Written task 1
Count the lines of the entries below that contain the string "shallow", matching case exactly. Give only the number.

Text excerpt
As above stated, plaintiffs appealed from the portion of the judgment reading "Neither plaintiffs nor their attorneys are entitled to any attorneys' fees to be allowed by the court in this action."
The complaint in this action merely sought a declaration of the respective rights of the preferred and common stock to any dividends which might thereafter be declared. Plaintiffs neither alleged facts sufficient to entitle them to any other relief nor did they pray for any other relief except in the following language: "That because this is a representative or class suit the court fix a reasonable sum as and for attorneys' fees which plaintiffs may incur herein and declare the same payable by all the owners and holders of shares of preferred stock out of any cumulative dividends that may hereafter be paid by the defendant corporation following the determination of this action."
The main issue in the case was submitted upon a stipulation which set forth the stipulated facts and further provided that in the event that the court indicated its intention to decide said main issue in favor of plaintiffs, said plaintiffs or their attorneys might then be privileged to offer evidence and urge upon the court the contention that reasonable attorneys' fees should be allowed. After the court indicated its intention to decide the main issue in favor of plaintiffs, a further hearing was had and plaintiffs offered to introduce evidence to show the nature and reasonable value of the services rendered by their attorneys. The defendants and the interveners objected to the introduction of said evidence and the trial court sustained the objection and thereafter inserted in the judgment the above mentioned portion from which plaintiffs have appealed.

Labeled-object pointing entries

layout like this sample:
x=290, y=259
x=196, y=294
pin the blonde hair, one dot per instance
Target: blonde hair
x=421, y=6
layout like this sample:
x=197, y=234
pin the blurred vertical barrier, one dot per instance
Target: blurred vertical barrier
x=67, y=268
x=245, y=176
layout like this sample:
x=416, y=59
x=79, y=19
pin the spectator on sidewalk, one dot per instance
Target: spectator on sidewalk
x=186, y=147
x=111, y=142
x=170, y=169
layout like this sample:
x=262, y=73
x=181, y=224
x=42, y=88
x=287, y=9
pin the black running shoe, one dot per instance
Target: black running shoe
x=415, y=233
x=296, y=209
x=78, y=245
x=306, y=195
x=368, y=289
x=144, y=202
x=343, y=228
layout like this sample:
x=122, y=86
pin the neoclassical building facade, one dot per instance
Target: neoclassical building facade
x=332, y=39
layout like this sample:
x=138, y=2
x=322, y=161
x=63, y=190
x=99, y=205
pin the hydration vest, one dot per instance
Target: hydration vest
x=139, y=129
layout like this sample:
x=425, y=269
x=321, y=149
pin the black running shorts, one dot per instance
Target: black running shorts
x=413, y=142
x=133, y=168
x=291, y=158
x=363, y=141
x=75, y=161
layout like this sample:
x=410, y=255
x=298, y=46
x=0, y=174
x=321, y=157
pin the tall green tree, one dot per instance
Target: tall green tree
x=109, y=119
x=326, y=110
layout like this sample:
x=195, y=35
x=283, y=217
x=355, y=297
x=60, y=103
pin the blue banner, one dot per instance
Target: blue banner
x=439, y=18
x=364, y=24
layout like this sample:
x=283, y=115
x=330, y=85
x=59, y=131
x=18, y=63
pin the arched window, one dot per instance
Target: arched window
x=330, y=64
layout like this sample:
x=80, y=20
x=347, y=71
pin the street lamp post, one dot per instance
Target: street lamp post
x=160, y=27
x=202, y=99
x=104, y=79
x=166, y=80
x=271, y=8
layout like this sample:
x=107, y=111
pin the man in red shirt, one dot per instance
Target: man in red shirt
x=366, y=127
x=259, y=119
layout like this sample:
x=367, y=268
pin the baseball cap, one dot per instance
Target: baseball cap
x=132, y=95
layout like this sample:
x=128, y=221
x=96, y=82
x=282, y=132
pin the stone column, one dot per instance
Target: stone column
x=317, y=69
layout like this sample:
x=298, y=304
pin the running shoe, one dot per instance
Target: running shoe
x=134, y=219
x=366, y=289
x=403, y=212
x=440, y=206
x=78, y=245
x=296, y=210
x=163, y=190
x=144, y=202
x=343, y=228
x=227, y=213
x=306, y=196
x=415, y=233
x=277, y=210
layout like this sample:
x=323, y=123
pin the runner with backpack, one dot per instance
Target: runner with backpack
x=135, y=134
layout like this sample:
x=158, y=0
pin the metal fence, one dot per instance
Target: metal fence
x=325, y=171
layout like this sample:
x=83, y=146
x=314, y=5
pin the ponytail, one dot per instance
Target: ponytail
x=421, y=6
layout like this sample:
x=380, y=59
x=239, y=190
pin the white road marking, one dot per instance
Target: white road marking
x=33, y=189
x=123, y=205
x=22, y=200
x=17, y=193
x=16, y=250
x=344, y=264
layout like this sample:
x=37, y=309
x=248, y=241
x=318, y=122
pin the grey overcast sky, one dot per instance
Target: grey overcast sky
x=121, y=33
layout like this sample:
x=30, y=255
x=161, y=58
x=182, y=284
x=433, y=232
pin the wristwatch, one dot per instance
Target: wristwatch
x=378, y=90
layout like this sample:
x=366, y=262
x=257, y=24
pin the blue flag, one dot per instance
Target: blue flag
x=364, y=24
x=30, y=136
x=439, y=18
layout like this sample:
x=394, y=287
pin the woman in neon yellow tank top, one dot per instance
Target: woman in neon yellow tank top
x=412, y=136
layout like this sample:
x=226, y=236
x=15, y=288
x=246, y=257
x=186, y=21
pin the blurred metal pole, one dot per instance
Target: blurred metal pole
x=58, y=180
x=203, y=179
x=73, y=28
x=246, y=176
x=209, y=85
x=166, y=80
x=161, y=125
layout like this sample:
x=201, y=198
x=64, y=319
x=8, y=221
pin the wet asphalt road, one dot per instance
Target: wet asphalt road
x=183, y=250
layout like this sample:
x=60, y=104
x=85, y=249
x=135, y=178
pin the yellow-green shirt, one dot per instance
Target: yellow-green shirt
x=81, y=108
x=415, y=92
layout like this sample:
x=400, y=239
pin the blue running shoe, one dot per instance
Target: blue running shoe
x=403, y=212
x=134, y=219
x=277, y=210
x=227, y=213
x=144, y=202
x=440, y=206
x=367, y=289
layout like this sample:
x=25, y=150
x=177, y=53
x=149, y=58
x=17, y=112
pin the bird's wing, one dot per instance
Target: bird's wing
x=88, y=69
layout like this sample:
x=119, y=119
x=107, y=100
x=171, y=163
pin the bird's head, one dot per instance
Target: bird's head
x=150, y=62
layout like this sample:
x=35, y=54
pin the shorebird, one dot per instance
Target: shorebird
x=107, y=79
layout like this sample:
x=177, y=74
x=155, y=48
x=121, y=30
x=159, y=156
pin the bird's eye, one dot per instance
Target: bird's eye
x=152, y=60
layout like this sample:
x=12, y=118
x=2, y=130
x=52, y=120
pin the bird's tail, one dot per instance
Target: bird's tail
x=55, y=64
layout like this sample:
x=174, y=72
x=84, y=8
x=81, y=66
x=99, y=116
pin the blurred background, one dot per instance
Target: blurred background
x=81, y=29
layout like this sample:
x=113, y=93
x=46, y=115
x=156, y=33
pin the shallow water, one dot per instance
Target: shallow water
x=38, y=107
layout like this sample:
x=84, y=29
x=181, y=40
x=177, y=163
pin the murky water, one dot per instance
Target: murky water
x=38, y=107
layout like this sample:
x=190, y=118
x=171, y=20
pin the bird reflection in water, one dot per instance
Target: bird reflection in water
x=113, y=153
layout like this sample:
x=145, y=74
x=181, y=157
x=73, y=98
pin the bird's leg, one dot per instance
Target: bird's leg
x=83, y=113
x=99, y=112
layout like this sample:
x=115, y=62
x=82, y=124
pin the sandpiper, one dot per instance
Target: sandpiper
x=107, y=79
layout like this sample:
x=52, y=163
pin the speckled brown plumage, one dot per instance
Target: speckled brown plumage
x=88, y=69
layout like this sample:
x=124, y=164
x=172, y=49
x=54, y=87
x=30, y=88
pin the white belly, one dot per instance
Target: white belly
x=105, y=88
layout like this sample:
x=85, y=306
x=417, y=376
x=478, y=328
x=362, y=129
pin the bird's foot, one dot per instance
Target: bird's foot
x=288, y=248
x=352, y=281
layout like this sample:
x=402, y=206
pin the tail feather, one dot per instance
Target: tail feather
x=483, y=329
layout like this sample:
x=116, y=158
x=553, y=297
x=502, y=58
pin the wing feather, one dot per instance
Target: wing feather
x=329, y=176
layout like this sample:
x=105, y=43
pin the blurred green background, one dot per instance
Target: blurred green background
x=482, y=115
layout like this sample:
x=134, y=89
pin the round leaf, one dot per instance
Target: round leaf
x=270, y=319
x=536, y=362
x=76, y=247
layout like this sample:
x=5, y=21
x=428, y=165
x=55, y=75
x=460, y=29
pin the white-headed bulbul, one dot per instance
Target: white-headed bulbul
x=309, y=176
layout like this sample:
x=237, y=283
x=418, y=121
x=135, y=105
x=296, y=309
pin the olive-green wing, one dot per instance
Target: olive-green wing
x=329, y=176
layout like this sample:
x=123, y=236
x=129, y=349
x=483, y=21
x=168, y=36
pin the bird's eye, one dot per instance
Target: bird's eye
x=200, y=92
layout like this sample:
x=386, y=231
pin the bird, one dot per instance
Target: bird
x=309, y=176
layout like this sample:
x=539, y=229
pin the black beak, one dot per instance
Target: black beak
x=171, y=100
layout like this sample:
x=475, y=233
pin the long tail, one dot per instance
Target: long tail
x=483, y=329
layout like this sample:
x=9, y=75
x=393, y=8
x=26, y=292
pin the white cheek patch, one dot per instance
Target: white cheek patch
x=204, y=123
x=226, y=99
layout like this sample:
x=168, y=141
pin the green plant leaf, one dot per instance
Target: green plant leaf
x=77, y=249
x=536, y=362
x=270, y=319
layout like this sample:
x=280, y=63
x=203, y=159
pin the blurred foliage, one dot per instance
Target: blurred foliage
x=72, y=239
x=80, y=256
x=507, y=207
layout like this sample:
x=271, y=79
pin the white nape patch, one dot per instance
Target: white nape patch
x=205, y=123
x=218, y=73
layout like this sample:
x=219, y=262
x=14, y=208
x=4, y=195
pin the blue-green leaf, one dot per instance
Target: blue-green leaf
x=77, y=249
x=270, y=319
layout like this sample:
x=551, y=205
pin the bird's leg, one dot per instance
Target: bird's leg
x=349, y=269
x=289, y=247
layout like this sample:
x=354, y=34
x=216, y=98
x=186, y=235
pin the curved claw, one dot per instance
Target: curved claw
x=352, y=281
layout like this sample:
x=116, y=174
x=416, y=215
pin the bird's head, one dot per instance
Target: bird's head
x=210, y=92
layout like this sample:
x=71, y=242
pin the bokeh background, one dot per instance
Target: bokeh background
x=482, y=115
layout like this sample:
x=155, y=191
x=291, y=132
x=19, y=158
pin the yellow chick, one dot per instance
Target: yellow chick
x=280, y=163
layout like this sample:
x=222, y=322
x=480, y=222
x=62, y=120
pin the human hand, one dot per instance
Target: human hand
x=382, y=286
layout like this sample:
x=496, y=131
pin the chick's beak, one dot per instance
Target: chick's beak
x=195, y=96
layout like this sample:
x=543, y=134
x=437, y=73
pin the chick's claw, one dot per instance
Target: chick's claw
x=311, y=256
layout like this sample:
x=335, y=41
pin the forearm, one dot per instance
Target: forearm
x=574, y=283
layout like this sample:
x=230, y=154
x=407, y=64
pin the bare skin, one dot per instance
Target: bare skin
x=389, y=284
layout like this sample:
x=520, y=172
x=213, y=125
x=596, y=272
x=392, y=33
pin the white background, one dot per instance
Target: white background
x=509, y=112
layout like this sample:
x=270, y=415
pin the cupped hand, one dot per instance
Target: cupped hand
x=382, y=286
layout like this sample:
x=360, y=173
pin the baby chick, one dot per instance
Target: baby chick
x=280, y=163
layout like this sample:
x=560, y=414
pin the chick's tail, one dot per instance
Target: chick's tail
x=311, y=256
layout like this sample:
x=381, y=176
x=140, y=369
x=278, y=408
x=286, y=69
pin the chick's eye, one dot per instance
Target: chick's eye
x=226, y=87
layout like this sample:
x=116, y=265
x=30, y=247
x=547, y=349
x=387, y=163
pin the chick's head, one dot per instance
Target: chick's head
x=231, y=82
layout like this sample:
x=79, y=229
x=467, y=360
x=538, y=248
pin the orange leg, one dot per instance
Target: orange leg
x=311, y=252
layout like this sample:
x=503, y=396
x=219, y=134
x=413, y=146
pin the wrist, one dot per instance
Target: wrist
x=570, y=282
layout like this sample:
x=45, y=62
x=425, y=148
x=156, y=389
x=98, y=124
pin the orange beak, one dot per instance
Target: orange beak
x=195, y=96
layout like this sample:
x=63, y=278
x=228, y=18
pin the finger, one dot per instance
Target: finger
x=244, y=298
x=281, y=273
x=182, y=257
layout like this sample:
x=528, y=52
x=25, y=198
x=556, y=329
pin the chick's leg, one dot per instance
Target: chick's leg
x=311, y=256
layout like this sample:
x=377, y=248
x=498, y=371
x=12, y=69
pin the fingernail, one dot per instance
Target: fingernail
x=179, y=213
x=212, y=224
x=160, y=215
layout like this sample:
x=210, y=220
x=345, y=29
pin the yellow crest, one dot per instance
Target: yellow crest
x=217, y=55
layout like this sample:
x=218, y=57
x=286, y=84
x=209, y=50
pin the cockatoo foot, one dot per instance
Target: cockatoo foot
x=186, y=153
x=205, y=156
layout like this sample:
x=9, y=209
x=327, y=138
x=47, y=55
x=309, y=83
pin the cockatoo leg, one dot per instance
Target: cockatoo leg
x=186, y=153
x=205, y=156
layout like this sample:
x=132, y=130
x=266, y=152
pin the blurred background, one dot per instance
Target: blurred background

Written task 2
Print everything in the attorneys' fees passage above, from "The main issue in the" down to "plaintiffs have appealed.".

Solution 1
2

Solution 2
The main issue in the case was submitted upon a stipulation which set forth the stipulated facts and further provided that in the event that the court indicated its intention to decide said main issue in favor of plaintiffs, said plaintiffs or their attorneys might then be privileged to offer evidence and urge upon the court the contention that reasonable attorneys' fees should be allowed. After the court indicated its intention to decide the main issue in favor of plaintiffs, a further hearing was had and plaintiffs offered to introduce evidence to show the nature and reasonable value of the services rendered by their attorneys. The defendants and the interveners objected to the introduction of said evidence and the trial court sustained the objection and thereafter inserted in the judgment the above mentioned portion from which plaintiffs have appealed.